§ **TASK TO CARRY OUT**: Using the records below, find every line that includes "hillside" and copy it.

§ **DATA FOR PROCESSING**:
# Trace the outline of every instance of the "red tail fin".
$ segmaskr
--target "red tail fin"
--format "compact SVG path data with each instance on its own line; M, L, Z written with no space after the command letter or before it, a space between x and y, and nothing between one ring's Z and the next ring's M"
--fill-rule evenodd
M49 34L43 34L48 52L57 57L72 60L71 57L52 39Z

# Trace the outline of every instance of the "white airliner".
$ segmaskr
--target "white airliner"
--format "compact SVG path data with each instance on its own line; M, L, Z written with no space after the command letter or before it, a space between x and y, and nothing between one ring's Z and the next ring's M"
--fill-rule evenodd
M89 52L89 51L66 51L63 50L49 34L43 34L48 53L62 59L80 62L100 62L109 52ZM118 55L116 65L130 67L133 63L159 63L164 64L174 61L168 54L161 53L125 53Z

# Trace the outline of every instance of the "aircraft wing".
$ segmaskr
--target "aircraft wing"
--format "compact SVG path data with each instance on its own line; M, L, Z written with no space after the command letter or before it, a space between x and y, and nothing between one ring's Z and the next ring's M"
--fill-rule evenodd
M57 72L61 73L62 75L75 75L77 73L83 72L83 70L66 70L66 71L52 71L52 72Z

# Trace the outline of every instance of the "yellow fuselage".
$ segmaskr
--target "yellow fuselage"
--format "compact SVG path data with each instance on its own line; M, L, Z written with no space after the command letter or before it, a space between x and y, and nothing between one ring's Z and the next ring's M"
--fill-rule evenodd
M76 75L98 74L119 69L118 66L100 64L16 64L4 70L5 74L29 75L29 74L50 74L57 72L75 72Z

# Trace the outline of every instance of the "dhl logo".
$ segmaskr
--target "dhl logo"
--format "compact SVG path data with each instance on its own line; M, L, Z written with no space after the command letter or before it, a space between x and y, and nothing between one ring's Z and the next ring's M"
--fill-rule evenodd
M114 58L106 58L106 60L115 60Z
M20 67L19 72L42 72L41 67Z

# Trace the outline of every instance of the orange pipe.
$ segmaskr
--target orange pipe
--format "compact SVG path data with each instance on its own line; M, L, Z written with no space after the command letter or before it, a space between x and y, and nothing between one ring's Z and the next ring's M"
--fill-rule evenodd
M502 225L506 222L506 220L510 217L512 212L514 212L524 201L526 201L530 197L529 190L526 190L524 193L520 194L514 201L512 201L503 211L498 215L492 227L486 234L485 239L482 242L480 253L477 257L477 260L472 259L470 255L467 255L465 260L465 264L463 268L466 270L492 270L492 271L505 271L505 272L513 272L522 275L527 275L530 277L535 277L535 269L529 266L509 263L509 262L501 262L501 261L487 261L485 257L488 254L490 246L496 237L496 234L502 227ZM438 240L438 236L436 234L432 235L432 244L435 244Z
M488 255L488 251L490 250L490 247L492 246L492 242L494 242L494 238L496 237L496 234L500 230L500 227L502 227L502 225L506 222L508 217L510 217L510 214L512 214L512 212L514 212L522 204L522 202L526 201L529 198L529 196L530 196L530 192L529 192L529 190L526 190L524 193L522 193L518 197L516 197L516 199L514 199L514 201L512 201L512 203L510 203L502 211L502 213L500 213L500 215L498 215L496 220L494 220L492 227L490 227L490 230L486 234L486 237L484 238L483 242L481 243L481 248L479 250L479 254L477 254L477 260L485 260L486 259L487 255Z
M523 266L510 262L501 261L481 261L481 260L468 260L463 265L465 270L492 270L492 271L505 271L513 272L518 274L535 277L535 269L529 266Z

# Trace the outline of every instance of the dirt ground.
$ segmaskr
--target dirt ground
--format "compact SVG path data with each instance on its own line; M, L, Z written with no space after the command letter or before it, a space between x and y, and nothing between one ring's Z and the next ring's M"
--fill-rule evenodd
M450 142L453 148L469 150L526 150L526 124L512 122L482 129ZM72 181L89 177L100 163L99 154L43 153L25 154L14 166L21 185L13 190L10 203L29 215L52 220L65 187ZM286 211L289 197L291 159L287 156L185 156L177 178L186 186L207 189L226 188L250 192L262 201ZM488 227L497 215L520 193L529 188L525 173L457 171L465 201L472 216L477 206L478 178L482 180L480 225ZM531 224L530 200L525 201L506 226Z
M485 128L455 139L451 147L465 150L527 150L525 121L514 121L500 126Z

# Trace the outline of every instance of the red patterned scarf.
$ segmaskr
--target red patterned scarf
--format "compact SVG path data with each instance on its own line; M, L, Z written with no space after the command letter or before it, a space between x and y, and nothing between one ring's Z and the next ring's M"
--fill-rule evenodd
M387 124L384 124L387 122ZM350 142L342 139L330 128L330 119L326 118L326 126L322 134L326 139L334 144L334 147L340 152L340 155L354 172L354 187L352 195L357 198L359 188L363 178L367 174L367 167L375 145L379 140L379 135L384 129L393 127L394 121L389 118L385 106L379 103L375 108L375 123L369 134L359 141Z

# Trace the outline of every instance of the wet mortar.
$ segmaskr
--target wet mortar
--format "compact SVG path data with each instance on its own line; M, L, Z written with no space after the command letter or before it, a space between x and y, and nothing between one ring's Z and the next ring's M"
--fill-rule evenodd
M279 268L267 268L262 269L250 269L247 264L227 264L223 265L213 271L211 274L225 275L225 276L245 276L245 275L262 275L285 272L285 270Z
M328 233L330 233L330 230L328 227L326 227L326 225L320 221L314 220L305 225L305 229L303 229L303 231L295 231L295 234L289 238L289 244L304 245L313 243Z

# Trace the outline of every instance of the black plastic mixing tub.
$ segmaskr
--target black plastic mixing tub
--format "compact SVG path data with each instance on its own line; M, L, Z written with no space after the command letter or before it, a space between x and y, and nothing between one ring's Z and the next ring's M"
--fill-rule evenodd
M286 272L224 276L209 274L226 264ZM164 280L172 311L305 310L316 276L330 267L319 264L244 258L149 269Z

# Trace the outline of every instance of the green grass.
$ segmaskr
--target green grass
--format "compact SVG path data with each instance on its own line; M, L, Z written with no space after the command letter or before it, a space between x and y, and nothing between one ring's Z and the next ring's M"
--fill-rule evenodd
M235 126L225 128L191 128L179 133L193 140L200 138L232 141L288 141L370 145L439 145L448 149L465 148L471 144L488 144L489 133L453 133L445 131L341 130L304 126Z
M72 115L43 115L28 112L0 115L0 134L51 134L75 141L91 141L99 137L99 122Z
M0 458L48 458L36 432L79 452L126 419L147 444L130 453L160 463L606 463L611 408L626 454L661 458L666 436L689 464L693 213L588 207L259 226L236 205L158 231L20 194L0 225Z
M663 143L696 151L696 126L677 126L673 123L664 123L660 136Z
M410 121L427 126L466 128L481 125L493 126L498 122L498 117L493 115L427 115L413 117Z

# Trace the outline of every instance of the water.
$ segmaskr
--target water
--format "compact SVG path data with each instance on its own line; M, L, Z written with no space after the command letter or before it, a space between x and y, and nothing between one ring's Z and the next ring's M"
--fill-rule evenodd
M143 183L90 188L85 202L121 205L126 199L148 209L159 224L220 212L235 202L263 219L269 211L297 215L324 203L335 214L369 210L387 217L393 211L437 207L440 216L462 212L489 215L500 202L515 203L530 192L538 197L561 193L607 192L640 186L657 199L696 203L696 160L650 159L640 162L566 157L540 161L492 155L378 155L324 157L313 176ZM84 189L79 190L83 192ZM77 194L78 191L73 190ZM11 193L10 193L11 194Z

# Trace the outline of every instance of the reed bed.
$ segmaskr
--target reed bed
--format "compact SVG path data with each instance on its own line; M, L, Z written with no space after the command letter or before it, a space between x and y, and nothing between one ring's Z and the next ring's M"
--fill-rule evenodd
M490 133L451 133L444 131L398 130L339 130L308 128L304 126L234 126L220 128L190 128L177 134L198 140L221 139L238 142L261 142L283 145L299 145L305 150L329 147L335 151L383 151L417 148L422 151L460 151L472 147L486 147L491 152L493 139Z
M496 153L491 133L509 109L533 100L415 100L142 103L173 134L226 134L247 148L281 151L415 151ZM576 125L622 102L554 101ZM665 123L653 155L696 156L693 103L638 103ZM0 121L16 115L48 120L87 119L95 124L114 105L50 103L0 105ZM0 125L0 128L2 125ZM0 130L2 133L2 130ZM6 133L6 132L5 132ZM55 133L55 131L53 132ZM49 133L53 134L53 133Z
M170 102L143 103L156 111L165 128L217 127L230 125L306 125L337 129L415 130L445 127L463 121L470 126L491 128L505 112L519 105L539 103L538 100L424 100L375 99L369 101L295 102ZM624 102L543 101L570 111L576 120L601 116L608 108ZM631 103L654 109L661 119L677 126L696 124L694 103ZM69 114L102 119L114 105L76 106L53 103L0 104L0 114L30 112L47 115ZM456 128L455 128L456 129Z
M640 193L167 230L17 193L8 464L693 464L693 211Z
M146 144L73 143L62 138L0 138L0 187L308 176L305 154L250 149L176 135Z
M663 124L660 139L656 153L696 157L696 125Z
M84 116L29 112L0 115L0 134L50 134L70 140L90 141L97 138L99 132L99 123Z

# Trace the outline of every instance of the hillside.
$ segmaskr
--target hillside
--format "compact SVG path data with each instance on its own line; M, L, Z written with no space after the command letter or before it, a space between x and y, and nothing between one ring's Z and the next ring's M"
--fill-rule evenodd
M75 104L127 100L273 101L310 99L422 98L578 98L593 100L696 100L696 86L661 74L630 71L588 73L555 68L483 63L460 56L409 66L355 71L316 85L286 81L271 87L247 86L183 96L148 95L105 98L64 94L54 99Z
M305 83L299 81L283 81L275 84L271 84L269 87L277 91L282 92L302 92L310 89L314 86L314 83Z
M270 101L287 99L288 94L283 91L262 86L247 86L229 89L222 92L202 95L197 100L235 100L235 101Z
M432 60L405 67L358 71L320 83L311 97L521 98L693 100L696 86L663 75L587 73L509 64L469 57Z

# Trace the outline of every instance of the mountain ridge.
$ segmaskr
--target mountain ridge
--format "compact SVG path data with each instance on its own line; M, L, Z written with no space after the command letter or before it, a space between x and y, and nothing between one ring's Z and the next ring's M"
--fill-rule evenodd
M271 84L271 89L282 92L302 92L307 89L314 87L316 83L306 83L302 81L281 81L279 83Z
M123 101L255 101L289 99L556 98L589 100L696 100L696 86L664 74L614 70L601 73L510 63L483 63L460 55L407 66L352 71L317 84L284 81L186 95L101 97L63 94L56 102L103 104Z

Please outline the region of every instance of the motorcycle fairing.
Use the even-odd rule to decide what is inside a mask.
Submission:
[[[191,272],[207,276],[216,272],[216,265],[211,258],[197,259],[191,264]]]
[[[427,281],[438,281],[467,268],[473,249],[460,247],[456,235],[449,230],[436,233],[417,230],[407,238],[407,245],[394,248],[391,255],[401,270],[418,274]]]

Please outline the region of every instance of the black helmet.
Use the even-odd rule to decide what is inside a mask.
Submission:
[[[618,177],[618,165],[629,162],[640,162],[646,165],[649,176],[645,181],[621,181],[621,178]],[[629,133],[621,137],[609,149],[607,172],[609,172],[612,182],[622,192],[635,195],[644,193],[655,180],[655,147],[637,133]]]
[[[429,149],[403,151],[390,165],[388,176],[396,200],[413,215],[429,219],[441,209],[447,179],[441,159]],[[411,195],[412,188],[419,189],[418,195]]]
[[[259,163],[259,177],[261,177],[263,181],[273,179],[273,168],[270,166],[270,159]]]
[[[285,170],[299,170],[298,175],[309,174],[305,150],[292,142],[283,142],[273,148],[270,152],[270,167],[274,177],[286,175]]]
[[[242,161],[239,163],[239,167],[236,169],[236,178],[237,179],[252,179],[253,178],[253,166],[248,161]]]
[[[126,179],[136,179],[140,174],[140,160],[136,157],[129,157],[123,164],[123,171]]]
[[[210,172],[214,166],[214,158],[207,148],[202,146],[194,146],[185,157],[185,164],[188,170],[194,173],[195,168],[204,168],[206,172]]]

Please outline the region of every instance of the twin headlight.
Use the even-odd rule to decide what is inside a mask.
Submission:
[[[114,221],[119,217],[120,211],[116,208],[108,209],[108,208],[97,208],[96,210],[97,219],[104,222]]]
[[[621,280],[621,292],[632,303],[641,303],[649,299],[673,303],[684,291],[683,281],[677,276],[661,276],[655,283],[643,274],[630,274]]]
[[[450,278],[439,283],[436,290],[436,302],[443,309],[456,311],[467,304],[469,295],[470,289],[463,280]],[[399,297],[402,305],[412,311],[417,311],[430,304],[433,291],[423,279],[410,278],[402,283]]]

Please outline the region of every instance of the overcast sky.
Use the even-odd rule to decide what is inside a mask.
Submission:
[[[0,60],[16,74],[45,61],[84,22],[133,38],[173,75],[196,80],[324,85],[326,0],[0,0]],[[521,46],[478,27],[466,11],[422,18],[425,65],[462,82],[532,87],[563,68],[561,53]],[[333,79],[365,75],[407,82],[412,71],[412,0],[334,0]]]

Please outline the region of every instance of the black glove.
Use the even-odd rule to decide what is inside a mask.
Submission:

§ **OUTPUT**:
# Trace the outline of every instance of the hillside.
--target hillside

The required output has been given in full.